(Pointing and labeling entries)
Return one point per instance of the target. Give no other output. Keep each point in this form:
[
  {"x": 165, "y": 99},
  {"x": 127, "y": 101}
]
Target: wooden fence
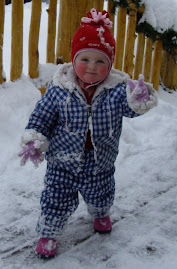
[{"x": 148, "y": 58}]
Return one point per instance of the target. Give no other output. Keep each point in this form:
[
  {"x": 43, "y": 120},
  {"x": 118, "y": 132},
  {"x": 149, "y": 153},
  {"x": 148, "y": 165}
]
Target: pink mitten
[
  {"x": 32, "y": 152},
  {"x": 139, "y": 90}
]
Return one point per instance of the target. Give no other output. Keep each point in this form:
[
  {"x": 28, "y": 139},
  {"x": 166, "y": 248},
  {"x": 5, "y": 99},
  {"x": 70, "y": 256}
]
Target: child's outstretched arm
[
  {"x": 33, "y": 146},
  {"x": 34, "y": 141},
  {"x": 141, "y": 95}
]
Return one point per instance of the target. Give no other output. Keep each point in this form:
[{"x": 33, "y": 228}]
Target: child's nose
[{"x": 92, "y": 64}]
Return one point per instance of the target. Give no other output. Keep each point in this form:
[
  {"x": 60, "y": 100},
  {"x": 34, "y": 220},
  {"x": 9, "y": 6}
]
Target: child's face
[{"x": 91, "y": 66}]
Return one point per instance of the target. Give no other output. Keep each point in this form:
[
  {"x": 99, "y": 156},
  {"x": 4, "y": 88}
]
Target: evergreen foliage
[{"x": 169, "y": 37}]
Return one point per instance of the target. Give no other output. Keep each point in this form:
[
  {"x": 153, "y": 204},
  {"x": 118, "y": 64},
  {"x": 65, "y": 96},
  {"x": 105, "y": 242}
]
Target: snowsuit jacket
[{"x": 63, "y": 117}]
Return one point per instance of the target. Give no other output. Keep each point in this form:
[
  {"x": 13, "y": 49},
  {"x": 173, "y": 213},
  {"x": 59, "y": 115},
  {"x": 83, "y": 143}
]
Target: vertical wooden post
[
  {"x": 17, "y": 39},
  {"x": 2, "y": 8},
  {"x": 50, "y": 57},
  {"x": 111, "y": 15},
  {"x": 175, "y": 72},
  {"x": 64, "y": 31},
  {"x": 34, "y": 39},
  {"x": 130, "y": 41},
  {"x": 169, "y": 70},
  {"x": 157, "y": 59},
  {"x": 120, "y": 37},
  {"x": 148, "y": 59},
  {"x": 139, "y": 55}
]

WORK REQUIRED: Omit the pictures, then output the rest of the listing exactly.

EXERCISE RESULT:
Return one point per instance of the target. Give no other output. Keep each point in this form:
[
  {"x": 165, "y": 99},
  {"x": 127, "y": 101}
]
Target: wooden fence
[{"x": 148, "y": 58}]
Return one point per instance of the target. Give no other output. Keep each point in this form:
[
  {"x": 43, "y": 120},
  {"x": 118, "y": 132},
  {"x": 149, "y": 153},
  {"x": 148, "y": 165}
]
Target: pink mitten
[
  {"x": 32, "y": 152},
  {"x": 139, "y": 90}
]
Return one point per instance of the target. Give no other output. Keep each point in this form:
[
  {"x": 28, "y": 139},
  {"x": 166, "y": 248},
  {"x": 5, "y": 99},
  {"x": 70, "y": 256}
]
Target: child's outstretched arm
[
  {"x": 33, "y": 146},
  {"x": 34, "y": 141},
  {"x": 141, "y": 95}
]
Return one point per instance of the target. Give no other output. Keep each point in this form:
[{"x": 33, "y": 228}]
Target: child's nose
[{"x": 92, "y": 64}]
Return one point per instance of the target. Give no other output. Keep each point in this form:
[
  {"x": 60, "y": 100},
  {"x": 34, "y": 220},
  {"x": 9, "y": 6}
]
Target: child's face
[{"x": 91, "y": 66}]
Return one point per instance of the target. Give no other output. Keep each point in this form:
[
  {"x": 99, "y": 156},
  {"x": 4, "y": 88}
]
Target: evergreen foliage
[{"x": 169, "y": 37}]
Return one point per instance of the target. Give no other output. Keep each point in this form:
[
  {"x": 153, "y": 204},
  {"x": 118, "y": 64},
  {"x": 65, "y": 96},
  {"x": 105, "y": 242}
]
Target: snowsuit jacket
[{"x": 63, "y": 117}]
Return one point per instance of the target. Give no other output. Keep each point in this form:
[
  {"x": 13, "y": 49},
  {"x": 173, "y": 213},
  {"x": 59, "y": 115},
  {"x": 83, "y": 143}
]
Target: vertical wooden post
[
  {"x": 17, "y": 39},
  {"x": 2, "y": 8},
  {"x": 50, "y": 57},
  {"x": 111, "y": 15},
  {"x": 175, "y": 72},
  {"x": 64, "y": 31},
  {"x": 34, "y": 39},
  {"x": 130, "y": 41},
  {"x": 169, "y": 70},
  {"x": 157, "y": 59},
  {"x": 120, "y": 37},
  {"x": 148, "y": 59},
  {"x": 139, "y": 55}
]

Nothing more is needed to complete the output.